Work instructions:
Can you write out the listing below again with "shallow water" swapped for "deep water" everywhere, keeping everything else the same and leaving the pictures out?

Entries supplied:

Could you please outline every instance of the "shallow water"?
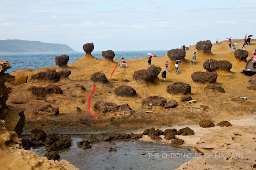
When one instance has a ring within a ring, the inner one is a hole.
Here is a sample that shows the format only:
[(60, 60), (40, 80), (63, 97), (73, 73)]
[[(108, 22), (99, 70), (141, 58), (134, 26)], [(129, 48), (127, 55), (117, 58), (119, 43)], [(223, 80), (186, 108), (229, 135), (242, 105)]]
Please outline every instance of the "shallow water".
[[(59, 160), (65, 159), (80, 170), (128, 170), (131, 168), (134, 170), (172, 170), (178, 168), (192, 158), (180, 158), (177, 155), (170, 158), (171, 153), (194, 153), (190, 147), (128, 139), (94, 143), (90, 144), (92, 148), (84, 149), (82, 146), (76, 145), (77, 142), (84, 139), (84, 136), (59, 138), (72, 140), (70, 148), (58, 151), (60, 156)], [(115, 147), (117, 151), (109, 152), (110, 147)], [(41, 156), (47, 152), (45, 147), (33, 147), (30, 150)]]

Complete response:
Could you please outline every instance of the "deep water"?
When one instance has a ring within a ring, the inner one is a hole.
Here is a sample that shows the format only:
[(60, 60), (40, 80), (63, 97), (73, 73)]
[[(108, 22), (99, 70), (141, 58), (134, 26)], [(129, 48), (127, 55), (117, 58), (119, 43)], [(223, 80), (186, 108), (229, 135), (242, 105)]]
Please outline every instance of the "deep water".
[[(59, 160), (65, 159), (80, 170), (128, 170), (131, 168), (134, 170), (172, 170), (178, 168), (192, 158), (180, 158), (177, 155), (170, 158), (171, 153), (194, 153), (190, 147), (128, 139), (94, 143), (90, 144), (92, 148), (84, 149), (82, 146), (76, 145), (77, 142), (84, 139), (84, 136), (59, 138), (72, 140), (70, 148), (58, 151), (60, 156)], [(115, 147), (117, 151), (109, 152), (110, 147)], [(41, 156), (47, 152), (45, 147), (33, 147), (30, 150)]]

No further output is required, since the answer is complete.